(Point labeling examples)
══════════

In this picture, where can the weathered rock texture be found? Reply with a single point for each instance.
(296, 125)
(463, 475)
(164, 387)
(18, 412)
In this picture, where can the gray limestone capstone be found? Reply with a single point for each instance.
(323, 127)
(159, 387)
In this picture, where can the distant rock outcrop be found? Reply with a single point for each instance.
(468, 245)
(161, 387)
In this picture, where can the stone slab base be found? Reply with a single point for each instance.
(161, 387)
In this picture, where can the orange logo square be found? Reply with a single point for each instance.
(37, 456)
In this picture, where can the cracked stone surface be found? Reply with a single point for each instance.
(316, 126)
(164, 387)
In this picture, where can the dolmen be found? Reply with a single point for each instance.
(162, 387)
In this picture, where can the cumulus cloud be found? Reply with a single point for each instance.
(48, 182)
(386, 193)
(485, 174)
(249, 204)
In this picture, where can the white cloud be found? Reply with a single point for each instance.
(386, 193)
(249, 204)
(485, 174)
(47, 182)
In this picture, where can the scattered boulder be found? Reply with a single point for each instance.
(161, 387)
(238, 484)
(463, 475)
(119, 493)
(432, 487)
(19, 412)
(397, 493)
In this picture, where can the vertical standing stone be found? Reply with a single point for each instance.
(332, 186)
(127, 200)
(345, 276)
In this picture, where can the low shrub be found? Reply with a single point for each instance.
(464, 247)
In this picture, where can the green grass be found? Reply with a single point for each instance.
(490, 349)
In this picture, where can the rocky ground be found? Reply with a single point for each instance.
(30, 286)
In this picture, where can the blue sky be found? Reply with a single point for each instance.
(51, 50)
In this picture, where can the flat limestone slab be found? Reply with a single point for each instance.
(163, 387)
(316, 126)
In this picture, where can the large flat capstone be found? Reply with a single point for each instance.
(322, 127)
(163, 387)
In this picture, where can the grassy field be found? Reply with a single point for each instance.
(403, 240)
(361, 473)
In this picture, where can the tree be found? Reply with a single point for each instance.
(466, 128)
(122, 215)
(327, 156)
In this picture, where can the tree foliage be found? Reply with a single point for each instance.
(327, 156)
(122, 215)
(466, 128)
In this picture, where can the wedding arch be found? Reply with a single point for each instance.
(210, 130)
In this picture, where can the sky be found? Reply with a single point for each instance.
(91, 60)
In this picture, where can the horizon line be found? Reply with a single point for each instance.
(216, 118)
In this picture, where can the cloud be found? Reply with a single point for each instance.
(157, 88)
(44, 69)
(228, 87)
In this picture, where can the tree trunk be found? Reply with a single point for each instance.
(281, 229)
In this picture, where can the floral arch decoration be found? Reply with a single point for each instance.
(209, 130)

══════════

[Written problem] Convert all of the data above into a numbered list, omitting any blank lines.

[Response to the task]
1. In this picture, where can the weathered rock texture be found? Reply with a single point for each instance.
2. (296, 125)
3. (463, 475)
4. (164, 387)
5. (18, 412)
6. In this picture, where can the gray limestone capstone be found? Reply with a single point for each instance.
7. (323, 127)
8. (159, 387)
9. In this picture, where can the distant rock outcrop be found? Reply with a single point for each instance.
10. (468, 245)
11. (161, 387)
12. In this picture, where can the stone slab base be found? Reply with a single point for each instance.
13. (161, 387)
14. In this picture, where can the orange logo square be found? Reply with a single point for each instance.
15. (37, 456)
16. In this picture, where can the cracked stone surface be found? Reply with a single point for each instance.
17. (316, 126)
18. (164, 387)
19. In this picture, where can the dolmen be found? Reply with a single point for each instance.
20. (162, 387)
21. In this picture, where can the cumulus cloud be found? Reply with a single point for each instance.
22. (48, 182)
23. (386, 193)
24. (485, 174)
25. (249, 204)
26. In this picture, where can the white cloud be found? Reply with a single point for each instance.
27. (386, 193)
28. (249, 204)
29. (485, 174)
30. (47, 182)
31. In this picture, where can the scattered boulder be found? Reply with a single point for each instance.
32. (161, 387)
33. (238, 484)
34. (463, 475)
35. (119, 493)
36. (432, 487)
37. (19, 412)
38. (397, 493)
39. In this picture, where can the vertical standing stone be found? Reply with a single point for each instance.
40. (332, 186)
41. (127, 200)
42. (345, 276)
43. In this picture, where can the low shrub be found? Reply with a single point for each instance.
44. (464, 247)
45. In this picture, where can the green grass be found? Reply with a single point for each instance.
46. (490, 349)
47. In this picture, where can the rocky ground be found? Reply with a single point for each instance.
48. (30, 286)
49. In this picture, where can the blue sky be found? Reply with a single point for each instance.
50. (51, 50)
51. In this picture, where can the flat limestone slab be found? Reply with a single point for each instance.
52. (163, 387)
53. (316, 126)
54. In this picture, where can the large flat capstone be found? Reply with a single point for each instance.
55. (322, 127)
56. (163, 387)
57. In this picture, where can the grassy field be found? Reply with a single point for each instance.
58. (403, 240)
59. (361, 473)
60. In this picture, where can the tree be found? Reply with a single point for each instance.
61. (466, 128)
62. (122, 215)
63. (327, 156)
64. In this picture, where can the tree foliage be found? Reply with a single point for each instance.
65. (327, 156)
66. (122, 215)
67. (466, 128)
68. In this picture, where can the wedding arch be found? Reply with a single point for each instance.
69. (210, 130)
70. In this picture, where can the sky be found? Reply with a single point for each instance.
71. (91, 60)
72. In this picture, where can the horizon line be found? Reply with a single point for each instance.
73. (216, 118)
74. In this picture, where can the cloud be found? Reply with a single point for each instance.
75. (157, 88)
76. (44, 69)
77. (228, 87)
78. In this picture, where can the tree trunk be found? Reply with a single point for each instance.
79. (281, 229)
80. In this picture, where can the floral arch decoration be found? Reply with a single point for each instance.
81. (209, 130)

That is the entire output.